## Problem description
Word-for-word reproduction, images excluded: copy every entry below.

Extracted records
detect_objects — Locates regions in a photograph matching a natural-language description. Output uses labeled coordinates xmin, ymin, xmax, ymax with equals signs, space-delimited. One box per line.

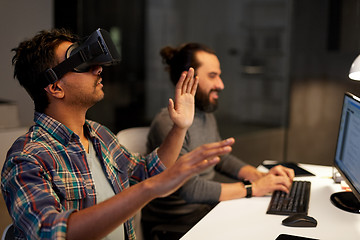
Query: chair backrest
xmin=116 ymin=127 xmax=150 ymax=240
xmin=116 ymin=127 xmax=150 ymax=155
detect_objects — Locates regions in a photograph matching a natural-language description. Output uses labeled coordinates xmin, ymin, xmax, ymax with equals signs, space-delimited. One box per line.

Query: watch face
xmin=243 ymin=180 xmax=251 ymax=185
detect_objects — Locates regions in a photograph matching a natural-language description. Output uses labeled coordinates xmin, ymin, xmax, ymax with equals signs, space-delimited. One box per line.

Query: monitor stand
xmin=330 ymin=191 xmax=360 ymax=214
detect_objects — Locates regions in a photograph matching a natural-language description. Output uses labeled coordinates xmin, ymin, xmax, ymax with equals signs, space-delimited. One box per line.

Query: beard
xmin=70 ymin=75 xmax=104 ymax=109
xmin=195 ymin=89 xmax=220 ymax=113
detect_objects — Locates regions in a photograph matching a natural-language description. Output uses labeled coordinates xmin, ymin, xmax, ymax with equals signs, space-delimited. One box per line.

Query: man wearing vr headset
xmin=1 ymin=28 xmax=234 ymax=240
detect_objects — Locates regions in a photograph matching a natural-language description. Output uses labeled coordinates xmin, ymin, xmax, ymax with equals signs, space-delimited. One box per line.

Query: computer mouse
xmin=282 ymin=213 xmax=317 ymax=227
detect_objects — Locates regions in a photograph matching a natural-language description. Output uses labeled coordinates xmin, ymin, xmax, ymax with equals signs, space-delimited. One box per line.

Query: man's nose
xmin=217 ymin=77 xmax=225 ymax=90
xmin=92 ymin=65 xmax=103 ymax=75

## Answer section
detect_objects — Locates regions in a photograph matching a natural-language description. Output uses labeled coordinates xmin, ymin, xmax, ymax with equals signs, space-delimited. One box per line.

Query: chair backrest
xmin=116 ymin=127 xmax=150 ymax=240
xmin=116 ymin=127 xmax=150 ymax=155
detect_objects — Locates regions in a photograph matching a natural-language description. Output uses labeled coordinates xmin, ymin, xmax, ymax with equals signs, space-delimited. One box per line.

Query: watch face
xmin=243 ymin=180 xmax=251 ymax=185
detect_objects — Locates regions in a photograph matching a natural-language description. Output uses labeled coordinates xmin, ymin, xmax, ymax with equals signs, space-delimited. One box per line.

Query: monitor stand
xmin=330 ymin=191 xmax=360 ymax=214
detect_objects — Locates regions in a photograph matching a natural-language description. Output uses labeled coordinates xmin, ymin, xmax, ymax with equals signs, space-delimited. One box per line.

Query: beard
xmin=70 ymin=75 xmax=104 ymax=109
xmin=195 ymin=89 xmax=220 ymax=113
detect_objects — Locates regions in a photograph matching a natural-language description. Output uses labeled coordinates xmin, ymin, xmax, ymax with equals signs, space-delimited. One box per line.

Query: man wearing vr headset
xmin=1 ymin=28 xmax=234 ymax=240
detect_objects — Locates regions in a photograph matching a natural-language description. Output uses labeled coordinates xmin, ymin, xmax, ymax with equals signs, space-delimited. One box per line.

Query: computer mouse
xmin=282 ymin=213 xmax=317 ymax=227
detect_objects — Locates regions in a photograph matching a natural-language description. Output uses labeled coordinates xmin, ymin, xmax, ymax with equals signs, space-delimited. One box per line.

Query: man's nose
xmin=217 ymin=77 xmax=225 ymax=90
xmin=92 ymin=65 xmax=103 ymax=75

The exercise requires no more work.